SELECTION
Business slow Pavlik?


----------



## Pavlik (Oct 15, 2007)

keypulse said:
			
		

> No, PILL


well someone mentioned it being on the way to the festival  

no business is fine thanks, 
just trying to be helpful


----------



## Ground Elder (Oct 15, 2007)

I shall be in Shirehampton this weekend, maybe I'll swim across for a cheap pint.


----------



## madzone (Oct 15, 2007)

fractionMan said:
			
		

> My sister lived in Pill for years. It was/is a dump.


 
In what way?


----------



## JoePolitix (Oct 15, 2007)

I cycled through Pill for the first time about a month ago. Really nice, its like a little seaside village


----------



## Geri (Oct 16, 2007)

madzone said:
			
		

> Duke of Cornwall



Blimey. Not so long ago, you would have been beaten up in there for not being local.


----------



## Geri (Oct 16, 2007)

Ground Elder said:
			
		

> I shall be in Shirehampton this weekend, maybe I'll swim across for a cheap pint.



If only the ferry was still running!

Although the Lamplighters is a decent pub, I used to drink in there when I was a teenager.


----------



## madzone (Oct 16, 2007)

Geri said:
			
		

> Blimey. Not so long ago, you would have been beaten up in there for not being local.


 
And you should've seen what I was wearing


----------



## Geri (Oct 16, 2007)

madzone said:
			
		

> And you should've seen what I was wearing



Go on then, spill!


----------



## madzone (Oct 16, 2007)

I was wearing a 50's style dress made of this:






http://g.imageshack.us/g.php?h=526&i=ahenry4654skullsrosesfj4.jpg

A pistachio green shorti cardi and black tights and boots

Got a few looks but everyone was very polite


----------



## Geri (Oct 16, 2007)

Wow, that looks cool! If a bit morbid.


----------



## madzone (Oct 16, 2007)

Actually, that's the wrong fabric, it's actually this one


----------



## Geri (Oct 16, 2007)




----------



## butterfly child (Oct 16, 2007)

madzone said:
			
		

> Actually, that's the wrong fabric, it's actually this one



I preferred the first one, lol.

DoC is cool actually, much less rough than the others in Pill.


----------



## Geri (Oct 17, 2007)

Really? What pubs do you think are rougher?


----------



## madzone (Oct 17, 2007)

DATASET CONTENT
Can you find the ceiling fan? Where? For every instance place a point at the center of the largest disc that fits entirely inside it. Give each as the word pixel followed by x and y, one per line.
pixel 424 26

STATED PROBLEM A
In the forum thread about Pill, which pub does Geri call decent and say they drank in as a teenager?
STATED PROBLEM B
Continue the forum thread about Pill from where it stops.

ANSWER A
The Lamplighters.

ANSWER B
We went to the Star as well - that was done up really nicely with sofas etc

eta - there was one up near the shops that we thought about going in but there was a boy outside (one of my mates' students) who was drunkenly bemoaning the fact that he'd been barred. He's 14


----------



## Geri (Oct 17, 2007)

madzone said:
			
		

> We went to the Star as well - that was done up really nicely with sofas etc
> 
> eta - there was one up near the shops that we thought about going in but there was a boy outside (one of my mates' students) who was drunkenly bemoaning the fact that he'd been barred. He's 14



That was probably the Kings Head - that my stepdad's local, it's the only pub I used to really drink in in Pill (and occasional visits to the Star). Mostly we used to go into Bristol to drink, or over to the Lamplighters in Shire.


----------



## butterfly child (Oct 17, 2007)

Once I'd moved out of Pill, it was alright to go in the pubs, but I never really went in them when I still lived there.. but then all my friends came from Long Ashton, so going into Bristol was the usual thing. 

Three pubs of my choice - DoC, Star, Railway (which I think is shut now?)


----------



## catinthehat (Oct 17, 2007)

You have to love an area that boasts not only Pill, but Pilton and Pylle.


----------



## butterfly child (Oct 18, 2007)

catinthehat said:
			
		

> You have to love an area that boasts not only Pill, but Pilton and Pylle.



Pill is a bit further away though.


----------



## catinthehat (Oct 18, 2007)

True but you can do the first two early on and the other one later.


----------



## jigotai (Oct 18, 2007)

catinthehat said:
			
		

> You have to love an area that boasts not only Pill, but Pilton and Pylle.



And Pilning.


----------



## Isambard (Oct 19, 2007)

East and West Huntspill!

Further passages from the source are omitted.